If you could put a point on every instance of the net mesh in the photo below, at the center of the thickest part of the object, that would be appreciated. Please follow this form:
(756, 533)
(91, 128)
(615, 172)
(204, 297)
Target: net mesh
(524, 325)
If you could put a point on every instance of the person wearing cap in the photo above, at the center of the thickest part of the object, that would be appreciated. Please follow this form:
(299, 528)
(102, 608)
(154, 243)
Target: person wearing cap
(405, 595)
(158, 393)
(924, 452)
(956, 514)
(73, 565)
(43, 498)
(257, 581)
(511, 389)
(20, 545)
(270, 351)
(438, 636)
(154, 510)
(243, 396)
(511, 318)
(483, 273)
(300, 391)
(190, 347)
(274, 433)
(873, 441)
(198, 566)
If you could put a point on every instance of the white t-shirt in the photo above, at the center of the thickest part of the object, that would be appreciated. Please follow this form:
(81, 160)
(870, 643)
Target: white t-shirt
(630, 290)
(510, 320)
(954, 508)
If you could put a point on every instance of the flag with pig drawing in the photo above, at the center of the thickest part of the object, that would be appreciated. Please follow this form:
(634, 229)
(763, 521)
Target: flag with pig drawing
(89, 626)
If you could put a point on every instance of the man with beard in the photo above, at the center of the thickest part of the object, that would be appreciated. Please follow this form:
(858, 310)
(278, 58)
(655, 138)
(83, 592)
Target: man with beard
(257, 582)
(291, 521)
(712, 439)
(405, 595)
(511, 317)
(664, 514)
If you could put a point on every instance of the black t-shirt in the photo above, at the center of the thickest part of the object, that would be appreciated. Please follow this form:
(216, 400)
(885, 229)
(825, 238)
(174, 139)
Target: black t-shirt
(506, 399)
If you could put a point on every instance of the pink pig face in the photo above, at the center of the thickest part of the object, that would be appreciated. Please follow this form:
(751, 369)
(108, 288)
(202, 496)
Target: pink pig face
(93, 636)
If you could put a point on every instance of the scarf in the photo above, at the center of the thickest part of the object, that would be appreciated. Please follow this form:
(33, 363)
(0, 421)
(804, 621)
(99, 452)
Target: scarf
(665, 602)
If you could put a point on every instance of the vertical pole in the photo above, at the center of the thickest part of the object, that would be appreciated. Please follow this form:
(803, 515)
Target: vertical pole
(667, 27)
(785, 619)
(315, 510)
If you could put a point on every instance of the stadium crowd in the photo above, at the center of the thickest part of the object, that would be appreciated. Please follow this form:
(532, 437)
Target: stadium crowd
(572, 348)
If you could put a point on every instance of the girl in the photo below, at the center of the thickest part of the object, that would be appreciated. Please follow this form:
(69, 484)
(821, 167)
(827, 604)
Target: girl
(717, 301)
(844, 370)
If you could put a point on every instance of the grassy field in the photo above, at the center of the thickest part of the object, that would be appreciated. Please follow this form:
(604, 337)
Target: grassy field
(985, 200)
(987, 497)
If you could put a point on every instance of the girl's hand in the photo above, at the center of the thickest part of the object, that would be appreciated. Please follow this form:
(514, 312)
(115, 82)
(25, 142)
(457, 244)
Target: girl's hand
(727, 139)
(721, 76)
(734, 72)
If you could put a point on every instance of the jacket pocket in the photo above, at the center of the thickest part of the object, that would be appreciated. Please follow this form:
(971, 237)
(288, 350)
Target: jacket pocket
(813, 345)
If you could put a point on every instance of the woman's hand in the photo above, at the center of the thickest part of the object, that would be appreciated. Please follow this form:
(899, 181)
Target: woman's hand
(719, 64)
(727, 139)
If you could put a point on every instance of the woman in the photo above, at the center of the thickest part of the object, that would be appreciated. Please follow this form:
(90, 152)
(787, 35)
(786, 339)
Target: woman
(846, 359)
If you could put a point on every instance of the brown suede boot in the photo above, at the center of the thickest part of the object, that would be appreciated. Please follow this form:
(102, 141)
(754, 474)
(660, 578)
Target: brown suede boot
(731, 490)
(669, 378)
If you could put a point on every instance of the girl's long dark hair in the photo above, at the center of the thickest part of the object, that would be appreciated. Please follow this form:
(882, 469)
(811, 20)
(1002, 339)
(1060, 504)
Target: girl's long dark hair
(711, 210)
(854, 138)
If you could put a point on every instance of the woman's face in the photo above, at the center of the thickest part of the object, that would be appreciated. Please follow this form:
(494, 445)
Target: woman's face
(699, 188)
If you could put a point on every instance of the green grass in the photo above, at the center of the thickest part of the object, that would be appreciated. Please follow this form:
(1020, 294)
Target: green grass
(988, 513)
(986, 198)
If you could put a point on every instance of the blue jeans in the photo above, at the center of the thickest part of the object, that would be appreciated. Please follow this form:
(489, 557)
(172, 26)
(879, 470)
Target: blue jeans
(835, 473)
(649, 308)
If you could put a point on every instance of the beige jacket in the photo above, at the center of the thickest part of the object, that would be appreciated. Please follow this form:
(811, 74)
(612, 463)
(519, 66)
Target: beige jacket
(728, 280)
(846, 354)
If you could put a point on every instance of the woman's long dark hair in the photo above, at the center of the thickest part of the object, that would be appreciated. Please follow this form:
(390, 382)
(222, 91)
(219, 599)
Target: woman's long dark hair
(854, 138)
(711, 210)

--

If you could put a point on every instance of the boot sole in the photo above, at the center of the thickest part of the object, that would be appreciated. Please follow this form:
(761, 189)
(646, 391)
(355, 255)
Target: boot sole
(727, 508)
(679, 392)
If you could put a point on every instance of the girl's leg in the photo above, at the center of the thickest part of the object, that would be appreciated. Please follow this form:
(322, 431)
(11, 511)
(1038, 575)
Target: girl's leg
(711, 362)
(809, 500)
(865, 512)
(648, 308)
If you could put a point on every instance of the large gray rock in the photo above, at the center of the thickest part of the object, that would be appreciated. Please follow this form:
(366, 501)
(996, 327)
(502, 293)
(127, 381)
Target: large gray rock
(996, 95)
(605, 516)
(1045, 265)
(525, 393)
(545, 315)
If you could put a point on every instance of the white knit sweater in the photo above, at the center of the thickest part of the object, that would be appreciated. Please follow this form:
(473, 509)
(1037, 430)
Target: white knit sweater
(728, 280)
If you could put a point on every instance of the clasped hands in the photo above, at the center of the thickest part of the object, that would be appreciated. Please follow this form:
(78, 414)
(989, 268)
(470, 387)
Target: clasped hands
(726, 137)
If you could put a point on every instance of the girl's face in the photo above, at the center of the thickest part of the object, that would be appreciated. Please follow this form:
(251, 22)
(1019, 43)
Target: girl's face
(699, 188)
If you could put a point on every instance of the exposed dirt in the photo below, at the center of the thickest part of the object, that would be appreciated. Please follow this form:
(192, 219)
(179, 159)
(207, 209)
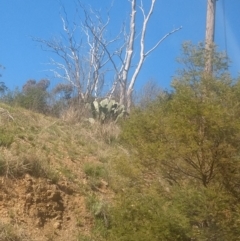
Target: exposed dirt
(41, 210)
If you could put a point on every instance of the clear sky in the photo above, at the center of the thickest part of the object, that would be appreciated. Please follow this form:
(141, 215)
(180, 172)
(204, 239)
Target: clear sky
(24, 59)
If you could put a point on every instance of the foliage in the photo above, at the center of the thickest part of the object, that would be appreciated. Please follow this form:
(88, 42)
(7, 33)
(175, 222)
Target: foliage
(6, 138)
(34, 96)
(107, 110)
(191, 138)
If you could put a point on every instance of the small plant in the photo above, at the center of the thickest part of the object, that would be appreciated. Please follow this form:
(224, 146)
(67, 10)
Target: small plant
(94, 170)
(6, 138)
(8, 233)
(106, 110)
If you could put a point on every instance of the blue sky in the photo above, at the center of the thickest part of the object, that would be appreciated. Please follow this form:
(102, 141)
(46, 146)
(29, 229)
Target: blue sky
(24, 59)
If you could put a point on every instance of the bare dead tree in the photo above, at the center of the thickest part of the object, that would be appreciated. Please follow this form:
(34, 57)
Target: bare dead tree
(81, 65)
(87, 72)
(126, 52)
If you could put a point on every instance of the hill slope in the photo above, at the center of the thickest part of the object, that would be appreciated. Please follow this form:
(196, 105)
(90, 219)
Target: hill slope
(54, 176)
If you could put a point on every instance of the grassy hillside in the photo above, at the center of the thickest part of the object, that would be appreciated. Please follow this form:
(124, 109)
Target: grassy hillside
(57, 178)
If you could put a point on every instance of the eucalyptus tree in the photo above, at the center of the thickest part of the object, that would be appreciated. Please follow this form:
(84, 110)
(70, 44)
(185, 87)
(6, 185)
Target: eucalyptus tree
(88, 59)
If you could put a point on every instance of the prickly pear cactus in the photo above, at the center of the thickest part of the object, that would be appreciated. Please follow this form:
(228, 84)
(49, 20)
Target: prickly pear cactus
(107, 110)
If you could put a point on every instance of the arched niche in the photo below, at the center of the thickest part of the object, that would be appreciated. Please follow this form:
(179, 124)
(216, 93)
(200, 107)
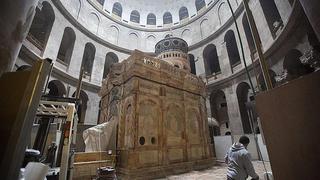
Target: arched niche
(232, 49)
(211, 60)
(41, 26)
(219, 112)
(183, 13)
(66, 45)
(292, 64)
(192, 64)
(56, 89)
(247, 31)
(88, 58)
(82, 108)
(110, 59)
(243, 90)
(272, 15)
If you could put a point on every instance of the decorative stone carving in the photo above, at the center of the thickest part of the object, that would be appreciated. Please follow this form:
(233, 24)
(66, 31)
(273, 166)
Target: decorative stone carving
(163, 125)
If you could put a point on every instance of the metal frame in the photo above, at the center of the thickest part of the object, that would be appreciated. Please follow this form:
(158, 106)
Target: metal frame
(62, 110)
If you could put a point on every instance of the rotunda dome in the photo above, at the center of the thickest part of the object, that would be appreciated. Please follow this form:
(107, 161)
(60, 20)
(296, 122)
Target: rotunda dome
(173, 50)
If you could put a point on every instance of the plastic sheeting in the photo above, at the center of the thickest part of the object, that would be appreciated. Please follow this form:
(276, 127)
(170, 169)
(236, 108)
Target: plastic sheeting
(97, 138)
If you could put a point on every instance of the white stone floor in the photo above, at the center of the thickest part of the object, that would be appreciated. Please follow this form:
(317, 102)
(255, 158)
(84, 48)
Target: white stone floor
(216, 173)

Worum es geht
Wähle aus den Daten jede Zeile aus, in der das Wort "rock" steht. Achte dabei auf Groß- und Kleinschreibung.

Schriftliche Antwort
If you could put a point on every instance of the large gray rock in the photo above, at the center of the thickest part of the object, that would be appreciated. Please follow this form:
Target: large gray rock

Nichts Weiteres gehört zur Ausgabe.